▸ **Work to do**
Copy the data from the line with "of the white" up to and including the line with "(1098, 426)", swapping "stone column" for "stone pillar" and leaving everything else unchanged.

▸ **Material to process**

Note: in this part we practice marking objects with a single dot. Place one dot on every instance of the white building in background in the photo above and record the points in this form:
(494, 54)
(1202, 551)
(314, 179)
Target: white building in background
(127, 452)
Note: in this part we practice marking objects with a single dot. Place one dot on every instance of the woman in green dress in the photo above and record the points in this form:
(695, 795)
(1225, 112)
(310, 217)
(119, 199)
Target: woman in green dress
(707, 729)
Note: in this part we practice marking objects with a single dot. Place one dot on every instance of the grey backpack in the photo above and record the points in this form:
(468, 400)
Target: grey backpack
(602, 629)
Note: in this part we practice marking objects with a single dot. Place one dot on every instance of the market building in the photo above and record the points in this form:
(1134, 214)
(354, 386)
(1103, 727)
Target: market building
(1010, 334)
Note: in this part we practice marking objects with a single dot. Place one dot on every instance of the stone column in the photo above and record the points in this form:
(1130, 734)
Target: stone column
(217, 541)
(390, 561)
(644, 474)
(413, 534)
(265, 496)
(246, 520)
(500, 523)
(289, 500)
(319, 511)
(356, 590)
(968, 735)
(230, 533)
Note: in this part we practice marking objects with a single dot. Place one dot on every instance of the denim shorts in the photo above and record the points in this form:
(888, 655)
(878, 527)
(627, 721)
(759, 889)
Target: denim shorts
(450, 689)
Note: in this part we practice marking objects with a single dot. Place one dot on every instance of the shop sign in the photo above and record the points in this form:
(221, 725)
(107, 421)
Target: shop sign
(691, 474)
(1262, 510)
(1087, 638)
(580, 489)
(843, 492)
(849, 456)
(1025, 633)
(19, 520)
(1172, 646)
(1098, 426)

---

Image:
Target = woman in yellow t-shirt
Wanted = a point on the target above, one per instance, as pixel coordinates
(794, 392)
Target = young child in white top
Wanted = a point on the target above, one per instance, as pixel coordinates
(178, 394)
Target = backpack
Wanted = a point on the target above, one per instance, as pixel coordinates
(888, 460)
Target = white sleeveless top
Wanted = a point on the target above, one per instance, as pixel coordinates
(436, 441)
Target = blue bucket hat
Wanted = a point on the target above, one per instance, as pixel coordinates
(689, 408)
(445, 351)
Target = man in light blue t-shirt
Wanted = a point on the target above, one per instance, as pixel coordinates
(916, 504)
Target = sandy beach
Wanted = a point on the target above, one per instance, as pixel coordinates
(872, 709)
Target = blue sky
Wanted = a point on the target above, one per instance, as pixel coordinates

▸ **Result for this task**
Note: in this part we practice marking objects with a single dot. Place one dot on every instance of the white building in background in the photo above and record the points in this form:
(494, 54)
(1202, 551)
(314, 179)
Target: white building in background
(127, 452)
Note: in this part we practice marking objects with a single dot. Place one dot on every instance of the woman in green dress in the photo above and record the points in this form:
(695, 795)
(1225, 112)
(310, 217)
(119, 199)
Target: woman in green dress
(707, 729)
Note: in this part we practice marking objects with a single dot. Place one dot on every instance of the grey backpack in the photo above and record the points in this form:
(468, 400)
Target: grey backpack
(602, 629)
Note: in this part we practice marking objects with a single dot. Place one dot on every instance of the market building in the photo above and record the points in this form:
(1134, 214)
(354, 386)
(1103, 727)
Target: market building
(1010, 334)
Note: in this part we practice marking objects with a single dot. Place one dot on every instance of the stone pillar in the photo above and record the points in this form:
(1130, 734)
Target: stone pillar
(217, 541)
(390, 561)
(644, 474)
(413, 534)
(265, 496)
(246, 520)
(500, 523)
(289, 500)
(319, 511)
(356, 590)
(968, 735)
(230, 533)
Note: in this part we practice marking objects with a single dot. Place one dot on every instance of the denim shorts in the photo above and record the points in this form:
(888, 655)
(878, 527)
(627, 721)
(759, 889)
Target: denim shorts
(450, 689)
Note: in this part we practice marking objects with a single dot. Place one dot on every instance of the shop sign in the photo above and record the points in this form:
(221, 725)
(107, 421)
Target: shop sign
(691, 474)
(1262, 510)
(1087, 638)
(580, 489)
(843, 492)
(849, 456)
(1025, 633)
(19, 520)
(1172, 646)
(1098, 426)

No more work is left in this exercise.